→ **Work required**
For each line of the data below that contains "every", return that line.

================

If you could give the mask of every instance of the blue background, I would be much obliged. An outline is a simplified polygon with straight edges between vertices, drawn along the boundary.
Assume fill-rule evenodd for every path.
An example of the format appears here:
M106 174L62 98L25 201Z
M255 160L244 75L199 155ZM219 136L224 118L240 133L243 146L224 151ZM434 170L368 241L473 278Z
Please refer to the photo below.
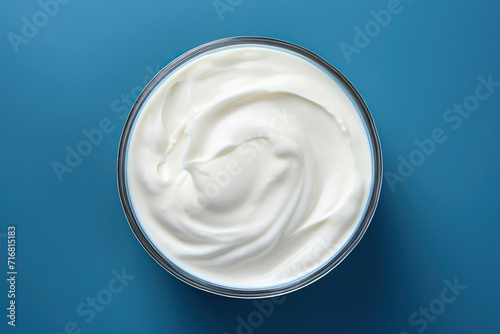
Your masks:
M370 11L388 1L232 3L221 20L211 0L71 1L16 53L8 33L21 35L22 18L33 22L41 7L2 1L0 277L8 271L9 225L18 275L15 328L0 282L0 332L55 334L74 321L81 333L237 333L237 318L256 310L252 301L178 281L131 232L116 186L124 119L111 105L143 87L148 66L161 68L215 39L260 35L309 48L352 81L373 114L386 172L397 173L399 156L408 159L414 141L434 129L447 140L394 191L384 181L357 248L326 277L287 295L254 333L417 333L423 325L409 316L455 278L467 288L424 332L498 333L500 87L458 129L443 114L474 94L478 76L500 81L500 3L402 0L350 62L340 43L355 45L354 28L364 29ZM113 131L60 182L53 162L64 163L66 146L75 148L83 130L106 118ZM135 278L87 323L78 305L122 268Z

================

→ **Response to the task**
If you could give the mask of every instance of the blue background, I would be much obliged. An outline is a simplified polygon with straight edges between vertices, drawn along the boundary.
Assume fill-rule evenodd for every path.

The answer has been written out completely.